• Your assignment: Return every line in the items below that contains the string "rough". The match is case-sensitive.

━━ Provided data ━━

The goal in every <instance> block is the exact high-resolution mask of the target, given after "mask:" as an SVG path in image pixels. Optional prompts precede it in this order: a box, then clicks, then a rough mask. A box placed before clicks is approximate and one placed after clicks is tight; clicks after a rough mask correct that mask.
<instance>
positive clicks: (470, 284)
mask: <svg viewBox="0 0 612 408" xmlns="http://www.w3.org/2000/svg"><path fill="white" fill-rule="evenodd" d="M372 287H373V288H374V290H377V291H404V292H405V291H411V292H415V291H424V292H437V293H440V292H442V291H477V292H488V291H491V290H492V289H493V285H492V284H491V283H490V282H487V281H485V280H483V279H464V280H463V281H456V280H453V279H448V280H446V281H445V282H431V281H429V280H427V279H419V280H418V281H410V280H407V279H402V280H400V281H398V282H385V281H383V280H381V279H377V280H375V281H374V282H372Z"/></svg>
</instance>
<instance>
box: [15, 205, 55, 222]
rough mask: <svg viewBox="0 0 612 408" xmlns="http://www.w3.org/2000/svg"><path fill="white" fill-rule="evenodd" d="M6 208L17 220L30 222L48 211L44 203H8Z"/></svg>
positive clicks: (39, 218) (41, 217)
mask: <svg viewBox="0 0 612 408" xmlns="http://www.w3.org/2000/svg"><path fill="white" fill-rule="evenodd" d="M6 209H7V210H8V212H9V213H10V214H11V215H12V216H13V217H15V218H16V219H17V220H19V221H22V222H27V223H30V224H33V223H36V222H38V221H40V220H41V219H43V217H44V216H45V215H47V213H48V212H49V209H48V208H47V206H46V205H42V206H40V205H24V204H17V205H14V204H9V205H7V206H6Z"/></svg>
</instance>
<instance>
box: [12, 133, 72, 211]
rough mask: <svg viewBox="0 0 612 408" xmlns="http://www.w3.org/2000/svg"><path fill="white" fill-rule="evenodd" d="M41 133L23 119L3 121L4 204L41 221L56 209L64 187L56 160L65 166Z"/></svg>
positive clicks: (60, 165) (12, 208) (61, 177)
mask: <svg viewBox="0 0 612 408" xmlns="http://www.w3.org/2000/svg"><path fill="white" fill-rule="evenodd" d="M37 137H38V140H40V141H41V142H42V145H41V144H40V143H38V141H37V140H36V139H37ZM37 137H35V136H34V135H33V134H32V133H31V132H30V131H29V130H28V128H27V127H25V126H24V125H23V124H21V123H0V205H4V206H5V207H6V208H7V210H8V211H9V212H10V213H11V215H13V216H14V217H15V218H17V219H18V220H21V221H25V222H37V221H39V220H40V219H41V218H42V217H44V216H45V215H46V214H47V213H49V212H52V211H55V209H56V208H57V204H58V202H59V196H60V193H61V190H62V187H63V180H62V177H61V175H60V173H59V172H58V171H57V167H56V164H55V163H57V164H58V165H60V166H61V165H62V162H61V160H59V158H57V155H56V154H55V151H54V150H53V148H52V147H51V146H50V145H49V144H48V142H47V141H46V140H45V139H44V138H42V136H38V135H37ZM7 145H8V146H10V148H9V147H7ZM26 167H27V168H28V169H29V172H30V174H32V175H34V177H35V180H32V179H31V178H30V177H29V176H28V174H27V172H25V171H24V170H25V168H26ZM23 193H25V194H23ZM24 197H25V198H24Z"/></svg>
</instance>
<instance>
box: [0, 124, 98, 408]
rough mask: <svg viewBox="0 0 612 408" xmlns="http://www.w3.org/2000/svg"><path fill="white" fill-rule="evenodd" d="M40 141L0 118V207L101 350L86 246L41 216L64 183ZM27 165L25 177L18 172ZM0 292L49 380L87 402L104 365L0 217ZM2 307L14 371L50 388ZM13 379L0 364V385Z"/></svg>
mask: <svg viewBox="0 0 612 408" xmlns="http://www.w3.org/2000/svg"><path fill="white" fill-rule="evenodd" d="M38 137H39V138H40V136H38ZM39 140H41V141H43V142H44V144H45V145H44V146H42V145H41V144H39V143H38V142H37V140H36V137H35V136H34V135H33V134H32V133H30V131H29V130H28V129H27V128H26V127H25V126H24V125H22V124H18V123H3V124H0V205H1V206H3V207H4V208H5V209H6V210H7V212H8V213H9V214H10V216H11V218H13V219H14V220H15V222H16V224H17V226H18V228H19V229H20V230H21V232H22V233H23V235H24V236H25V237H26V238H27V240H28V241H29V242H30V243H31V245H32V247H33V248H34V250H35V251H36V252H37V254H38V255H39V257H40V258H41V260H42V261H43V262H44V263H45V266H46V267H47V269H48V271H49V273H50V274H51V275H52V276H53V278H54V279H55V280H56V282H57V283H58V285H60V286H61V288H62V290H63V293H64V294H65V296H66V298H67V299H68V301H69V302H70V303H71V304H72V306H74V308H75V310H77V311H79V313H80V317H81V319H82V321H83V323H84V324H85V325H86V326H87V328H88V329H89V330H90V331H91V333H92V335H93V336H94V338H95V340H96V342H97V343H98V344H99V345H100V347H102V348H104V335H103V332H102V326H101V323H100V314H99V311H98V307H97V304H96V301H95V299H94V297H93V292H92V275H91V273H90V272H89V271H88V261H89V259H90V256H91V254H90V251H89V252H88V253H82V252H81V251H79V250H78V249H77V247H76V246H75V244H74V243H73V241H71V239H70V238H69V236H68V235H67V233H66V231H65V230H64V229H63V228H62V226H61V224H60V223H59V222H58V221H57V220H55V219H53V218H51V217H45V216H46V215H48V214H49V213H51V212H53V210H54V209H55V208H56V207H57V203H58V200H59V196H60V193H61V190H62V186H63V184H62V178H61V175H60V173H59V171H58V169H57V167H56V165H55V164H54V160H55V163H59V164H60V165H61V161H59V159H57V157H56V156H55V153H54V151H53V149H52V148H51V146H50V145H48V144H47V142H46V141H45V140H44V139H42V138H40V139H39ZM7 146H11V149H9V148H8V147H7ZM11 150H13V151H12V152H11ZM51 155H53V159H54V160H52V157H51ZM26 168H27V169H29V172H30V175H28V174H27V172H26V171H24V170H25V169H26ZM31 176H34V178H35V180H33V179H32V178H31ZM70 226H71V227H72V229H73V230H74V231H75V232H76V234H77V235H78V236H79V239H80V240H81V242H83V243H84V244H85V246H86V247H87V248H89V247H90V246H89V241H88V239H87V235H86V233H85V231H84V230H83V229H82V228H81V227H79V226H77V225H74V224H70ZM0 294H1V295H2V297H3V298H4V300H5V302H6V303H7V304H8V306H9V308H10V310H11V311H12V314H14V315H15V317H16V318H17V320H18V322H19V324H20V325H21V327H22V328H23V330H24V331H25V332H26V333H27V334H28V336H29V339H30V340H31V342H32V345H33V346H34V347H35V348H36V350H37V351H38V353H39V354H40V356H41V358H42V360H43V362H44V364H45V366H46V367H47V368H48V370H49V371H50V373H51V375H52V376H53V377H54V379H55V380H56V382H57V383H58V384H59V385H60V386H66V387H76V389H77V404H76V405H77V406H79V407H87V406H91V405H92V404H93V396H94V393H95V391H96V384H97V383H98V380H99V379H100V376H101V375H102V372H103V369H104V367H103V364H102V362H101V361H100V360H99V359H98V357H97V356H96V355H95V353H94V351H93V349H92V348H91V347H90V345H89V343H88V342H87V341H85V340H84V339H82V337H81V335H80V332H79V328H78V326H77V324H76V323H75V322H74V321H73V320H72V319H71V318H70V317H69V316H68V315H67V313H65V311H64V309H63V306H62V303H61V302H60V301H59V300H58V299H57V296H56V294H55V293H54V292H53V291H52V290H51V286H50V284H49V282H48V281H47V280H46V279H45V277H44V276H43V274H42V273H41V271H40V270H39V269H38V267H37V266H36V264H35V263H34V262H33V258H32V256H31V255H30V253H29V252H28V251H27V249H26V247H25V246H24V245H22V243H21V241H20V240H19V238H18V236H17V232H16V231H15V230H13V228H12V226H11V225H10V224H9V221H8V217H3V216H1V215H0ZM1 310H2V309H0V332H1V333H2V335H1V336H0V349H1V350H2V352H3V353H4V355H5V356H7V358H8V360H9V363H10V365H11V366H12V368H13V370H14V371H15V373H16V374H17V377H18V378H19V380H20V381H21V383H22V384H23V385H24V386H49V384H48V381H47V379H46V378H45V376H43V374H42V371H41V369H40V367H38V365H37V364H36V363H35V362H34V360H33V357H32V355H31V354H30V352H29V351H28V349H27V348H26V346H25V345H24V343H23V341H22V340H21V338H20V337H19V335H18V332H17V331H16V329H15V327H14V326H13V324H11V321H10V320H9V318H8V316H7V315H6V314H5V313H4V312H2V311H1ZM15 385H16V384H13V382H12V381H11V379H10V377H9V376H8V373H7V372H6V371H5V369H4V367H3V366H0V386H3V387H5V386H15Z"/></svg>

━━━

• Written answer:
The goal in every <instance> block is the exact high-resolution mask of the target, given after "mask:" as an SVG path in image pixels. Optional prompts precede it in this order: a box, then clicks, then a rough mask. A box placed before clicks is approximate and one placed after clicks is tight; clicks after a rough mask correct that mask.
rough mask: <svg viewBox="0 0 612 408" xmlns="http://www.w3.org/2000/svg"><path fill="white" fill-rule="evenodd" d="M6 208L17 220L30 222L48 211L44 203H8Z"/></svg>
rough mask: <svg viewBox="0 0 612 408" xmlns="http://www.w3.org/2000/svg"><path fill="white" fill-rule="evenodd" d="M41 133L23 119L3 121L4 204L41 221L56 209L64 187L56 160L65 166Z"/></svg>
rough mask: <svg viewBox="0 0 612 408" xmlns="http://www.w3.org/2000/svg"><path fill="white" fill-rule="evenodd" d="M40 141L0 118V207L101 350L86 246L41 216L64 183ZM27 165L25 177L18 172ZM0 292L49 380L87 402L104 365L0 217ZM2 307L14 371L50 388ZM13 379L0 364V385Z"/></svg>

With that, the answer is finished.